Alıştırmalar >>
#1 Zühd metninden "Burada görüldüğü gibi, Allah" ifadesinden "diye tefsir edilmiştir." ifadesine kadar olan bölümü aynen yazın.
#2 Zühd metnine göre Allah Teâlâ zühdü kimlere nisbet etmiştir?
#3 Zühd metnini son cümlesinden sonra sürdürün.

Belge Alıntısı >>
• • •
Zühd Hakkında Rağbet Edilecek ve Kaçınılacak Hususlar

Ayetler
(Kârun) zînet ve ihtişam içinde kavminin karşısına çıktı. Dünya hayatını isteyenler 'Keşke Kârun'a verilenin bir ben-zeri de bize verilseydi. Gerçekten onun büyük şansı var' dediler. Kendilerine ilim verilenler '(Ey Kârun gibi dünyayı isteyenler!) Yazıklar olsun size! İman edip sâlih amel işleyen için Allah'ın sevabı daha hayırlıdır' dediler. (Kasas/79-80)

Burada görüldüğü gibi, Allah Teâlâ zühdü âlimlere nisbet etmiş ve zâhid kimseleri ilimle vasıflandırmıştır. Bu, medhin en yüksek derecesidir.

İşte onlara sabırlarından dolayı mükâfatları iki kat verilecektir.(Kasas/54)
Bu ayet 'Dünyada, zâhidlik üzerinde sabrettiler' diye tefsir edilmiştir.
• • •
Sağlanan Veriler >>

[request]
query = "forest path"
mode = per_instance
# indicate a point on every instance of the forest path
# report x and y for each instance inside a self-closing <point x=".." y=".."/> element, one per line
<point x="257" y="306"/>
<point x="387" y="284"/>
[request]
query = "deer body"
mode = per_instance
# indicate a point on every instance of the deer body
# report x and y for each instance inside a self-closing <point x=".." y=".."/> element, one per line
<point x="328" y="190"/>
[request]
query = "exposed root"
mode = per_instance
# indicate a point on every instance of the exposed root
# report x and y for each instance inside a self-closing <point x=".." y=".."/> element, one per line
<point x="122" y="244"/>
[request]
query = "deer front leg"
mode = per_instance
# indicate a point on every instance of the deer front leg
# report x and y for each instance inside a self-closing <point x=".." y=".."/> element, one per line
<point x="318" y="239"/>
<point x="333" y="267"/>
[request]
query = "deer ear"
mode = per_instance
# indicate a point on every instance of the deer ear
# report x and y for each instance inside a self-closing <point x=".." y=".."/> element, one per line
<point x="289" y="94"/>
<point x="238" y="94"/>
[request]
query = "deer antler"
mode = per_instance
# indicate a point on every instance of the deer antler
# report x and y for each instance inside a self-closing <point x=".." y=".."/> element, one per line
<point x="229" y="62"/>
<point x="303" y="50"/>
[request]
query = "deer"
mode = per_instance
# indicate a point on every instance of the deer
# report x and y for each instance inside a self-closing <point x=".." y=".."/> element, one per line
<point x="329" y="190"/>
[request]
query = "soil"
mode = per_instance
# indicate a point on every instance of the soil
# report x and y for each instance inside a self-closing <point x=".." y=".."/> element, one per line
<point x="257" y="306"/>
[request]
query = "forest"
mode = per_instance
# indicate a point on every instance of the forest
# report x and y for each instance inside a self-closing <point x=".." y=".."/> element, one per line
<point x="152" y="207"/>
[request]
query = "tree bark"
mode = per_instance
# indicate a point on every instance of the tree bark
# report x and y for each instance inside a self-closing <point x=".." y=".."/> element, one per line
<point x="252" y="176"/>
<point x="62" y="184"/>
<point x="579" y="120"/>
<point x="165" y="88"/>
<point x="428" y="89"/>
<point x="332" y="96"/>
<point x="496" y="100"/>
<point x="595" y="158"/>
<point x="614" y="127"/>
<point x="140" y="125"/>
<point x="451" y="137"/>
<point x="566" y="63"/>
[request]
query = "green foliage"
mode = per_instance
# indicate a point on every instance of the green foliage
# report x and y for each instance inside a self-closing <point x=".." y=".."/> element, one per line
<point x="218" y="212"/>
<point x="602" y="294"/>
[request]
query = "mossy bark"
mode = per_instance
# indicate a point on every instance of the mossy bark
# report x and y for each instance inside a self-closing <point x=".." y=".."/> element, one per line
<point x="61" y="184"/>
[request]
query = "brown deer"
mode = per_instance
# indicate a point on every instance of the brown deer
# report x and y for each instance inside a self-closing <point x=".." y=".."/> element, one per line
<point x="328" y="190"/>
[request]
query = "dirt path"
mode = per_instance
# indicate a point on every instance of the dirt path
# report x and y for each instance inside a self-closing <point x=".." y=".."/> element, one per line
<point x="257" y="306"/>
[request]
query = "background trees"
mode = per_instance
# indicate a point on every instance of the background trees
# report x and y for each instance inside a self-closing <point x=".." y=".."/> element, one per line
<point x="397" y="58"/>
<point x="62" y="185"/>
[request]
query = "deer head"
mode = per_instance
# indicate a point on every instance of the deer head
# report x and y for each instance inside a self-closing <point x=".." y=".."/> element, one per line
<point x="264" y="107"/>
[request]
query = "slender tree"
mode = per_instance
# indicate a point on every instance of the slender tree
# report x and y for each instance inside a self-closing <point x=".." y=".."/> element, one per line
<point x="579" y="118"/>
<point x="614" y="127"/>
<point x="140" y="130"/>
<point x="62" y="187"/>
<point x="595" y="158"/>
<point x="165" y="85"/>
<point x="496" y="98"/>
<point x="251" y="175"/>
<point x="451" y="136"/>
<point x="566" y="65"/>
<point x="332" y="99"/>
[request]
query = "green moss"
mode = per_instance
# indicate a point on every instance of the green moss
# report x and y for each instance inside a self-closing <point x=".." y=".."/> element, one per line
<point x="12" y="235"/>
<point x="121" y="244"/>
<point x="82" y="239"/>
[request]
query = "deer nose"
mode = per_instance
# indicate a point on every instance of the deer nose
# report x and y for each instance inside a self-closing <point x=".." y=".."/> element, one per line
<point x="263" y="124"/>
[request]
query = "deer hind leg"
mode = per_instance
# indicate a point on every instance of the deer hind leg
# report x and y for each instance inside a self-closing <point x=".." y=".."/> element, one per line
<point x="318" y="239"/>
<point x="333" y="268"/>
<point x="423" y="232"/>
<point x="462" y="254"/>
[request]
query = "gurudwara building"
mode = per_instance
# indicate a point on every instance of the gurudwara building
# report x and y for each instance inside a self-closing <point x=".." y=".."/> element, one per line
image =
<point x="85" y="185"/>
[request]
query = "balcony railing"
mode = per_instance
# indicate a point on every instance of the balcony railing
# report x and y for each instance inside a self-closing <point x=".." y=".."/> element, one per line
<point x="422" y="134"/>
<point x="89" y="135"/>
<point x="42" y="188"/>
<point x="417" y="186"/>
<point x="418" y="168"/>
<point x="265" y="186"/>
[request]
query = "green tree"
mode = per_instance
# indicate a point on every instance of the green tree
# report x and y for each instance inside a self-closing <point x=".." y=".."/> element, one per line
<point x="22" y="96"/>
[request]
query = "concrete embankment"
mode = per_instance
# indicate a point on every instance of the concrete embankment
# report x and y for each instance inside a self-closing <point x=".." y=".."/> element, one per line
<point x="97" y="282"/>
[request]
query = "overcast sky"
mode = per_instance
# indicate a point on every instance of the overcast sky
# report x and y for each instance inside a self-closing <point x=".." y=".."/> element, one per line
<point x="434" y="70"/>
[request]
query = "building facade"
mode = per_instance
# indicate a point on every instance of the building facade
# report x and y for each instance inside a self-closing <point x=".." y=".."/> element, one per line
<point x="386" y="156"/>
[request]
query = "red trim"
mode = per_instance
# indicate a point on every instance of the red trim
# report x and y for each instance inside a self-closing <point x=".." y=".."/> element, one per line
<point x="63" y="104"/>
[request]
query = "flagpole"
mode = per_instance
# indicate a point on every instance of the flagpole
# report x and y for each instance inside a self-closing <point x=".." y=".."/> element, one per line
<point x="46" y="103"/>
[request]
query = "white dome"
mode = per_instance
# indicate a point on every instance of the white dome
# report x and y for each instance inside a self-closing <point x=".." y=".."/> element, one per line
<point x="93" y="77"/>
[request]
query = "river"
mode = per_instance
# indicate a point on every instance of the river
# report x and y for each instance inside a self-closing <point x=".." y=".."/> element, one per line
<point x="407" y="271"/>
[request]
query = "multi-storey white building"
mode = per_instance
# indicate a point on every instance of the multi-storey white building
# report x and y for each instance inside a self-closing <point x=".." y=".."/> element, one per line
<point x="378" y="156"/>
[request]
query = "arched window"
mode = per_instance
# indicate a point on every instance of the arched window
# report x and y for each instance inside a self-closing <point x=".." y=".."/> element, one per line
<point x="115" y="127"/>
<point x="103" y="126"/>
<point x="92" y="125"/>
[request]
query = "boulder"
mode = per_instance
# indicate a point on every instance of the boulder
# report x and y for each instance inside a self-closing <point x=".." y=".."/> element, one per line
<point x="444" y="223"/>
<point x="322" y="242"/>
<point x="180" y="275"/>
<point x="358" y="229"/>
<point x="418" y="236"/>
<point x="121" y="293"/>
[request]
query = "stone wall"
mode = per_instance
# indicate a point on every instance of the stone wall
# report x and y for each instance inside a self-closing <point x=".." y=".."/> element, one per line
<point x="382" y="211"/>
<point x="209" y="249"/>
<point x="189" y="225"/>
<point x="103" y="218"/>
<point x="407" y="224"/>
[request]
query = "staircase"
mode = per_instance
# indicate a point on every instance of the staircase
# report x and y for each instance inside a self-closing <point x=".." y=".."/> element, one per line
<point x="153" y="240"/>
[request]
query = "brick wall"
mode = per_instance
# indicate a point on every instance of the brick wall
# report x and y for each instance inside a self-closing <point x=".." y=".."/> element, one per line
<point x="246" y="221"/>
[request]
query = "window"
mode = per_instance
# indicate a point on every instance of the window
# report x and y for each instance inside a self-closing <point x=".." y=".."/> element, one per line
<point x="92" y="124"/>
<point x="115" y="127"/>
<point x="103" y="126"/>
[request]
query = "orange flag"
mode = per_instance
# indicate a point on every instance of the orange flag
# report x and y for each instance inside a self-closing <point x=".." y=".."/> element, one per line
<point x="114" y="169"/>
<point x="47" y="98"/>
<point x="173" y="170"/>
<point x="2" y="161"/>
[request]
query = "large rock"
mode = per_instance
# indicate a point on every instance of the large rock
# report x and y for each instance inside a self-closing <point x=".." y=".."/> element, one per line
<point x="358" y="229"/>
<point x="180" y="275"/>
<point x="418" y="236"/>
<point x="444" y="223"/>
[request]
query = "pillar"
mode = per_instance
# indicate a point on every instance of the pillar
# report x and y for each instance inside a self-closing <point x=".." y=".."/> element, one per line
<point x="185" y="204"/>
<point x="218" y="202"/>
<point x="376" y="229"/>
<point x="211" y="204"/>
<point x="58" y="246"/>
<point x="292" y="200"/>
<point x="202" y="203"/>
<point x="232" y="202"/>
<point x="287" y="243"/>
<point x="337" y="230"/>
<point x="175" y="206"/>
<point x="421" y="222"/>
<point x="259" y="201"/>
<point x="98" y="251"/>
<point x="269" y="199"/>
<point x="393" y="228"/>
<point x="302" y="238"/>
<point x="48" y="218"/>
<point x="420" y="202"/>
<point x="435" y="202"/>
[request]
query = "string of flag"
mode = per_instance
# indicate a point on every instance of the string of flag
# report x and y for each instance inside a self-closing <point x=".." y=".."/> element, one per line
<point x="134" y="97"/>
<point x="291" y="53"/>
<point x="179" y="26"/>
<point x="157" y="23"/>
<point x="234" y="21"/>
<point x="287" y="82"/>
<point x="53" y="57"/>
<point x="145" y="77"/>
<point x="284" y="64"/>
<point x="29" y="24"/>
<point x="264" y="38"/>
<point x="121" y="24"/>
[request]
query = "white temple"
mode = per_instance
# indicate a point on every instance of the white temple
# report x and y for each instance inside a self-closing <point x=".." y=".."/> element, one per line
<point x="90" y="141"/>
• • •
Cevaplar >>
#1
Burada görüldüğü gibi, Allah Teâlâ zühdü âlimlere nisbet etmiş ve zâhid kimseleri ilimle vasıflandırmıştır. Bu, medhin en yüksek derecesidir.

İşte onlara sabırlarından dolayı mükâfatları iki kat verilecektir.(Kasas/54)
Bu ayet 'Dünyada, zâhidlik üzerinde sabrettiler' diye tefsir edilmiştir.

#2 Âlimlere nisbet etmiştir.

#3
Biz yeryüzündeki şeyleri kendisine bir süs yaptık ki insanların hangisinin daha güzel iş yaptığını deneyelim.(Kehf/7)

Bu ayetin mânâsı hakkında şöyle denilmiştir: 'İnsanların hangisinin dünyada daha zâhid olduğunu imtihan edelim' demektir. Bu bakımdan Allah Teâlâ, bu tefsire göre zâhidliği 'en güzel amellerden' olmakla tavsif etmiştir.

Kim ahiret sevabını isterse onun sevabını artırırız, kim de dünya menfaatini isterse, ona da ondan veririz. Fakat ahirette ona hiçbir nasip yoktur.(Şûra/20)

Onlardan bir kısmına, kendilerini denemek için verdiğimiz dünya hayatının süsüne gözlerini dikme! Rabbinin rızkı daha hayırlı ve daha devamlıdır. (Tâhâ/131)

Onlar dünya hayatını ahirete tercih ederler. Allah yolundan alıkoyarlar ve onun eğrilmesini isterler. İşte onlar uzak bir sapıklık içine düşmüşlerdir. (İbrahim/3)

İşte Allah Teâlâ kâfirleri bunlarla vasıflandırmıştır. Bu ayetlerin mefhumu; bunların zıddıyla sıfatlanıp ahireti dünya hayatına tercih edenlerin mü'min olduklarıdır.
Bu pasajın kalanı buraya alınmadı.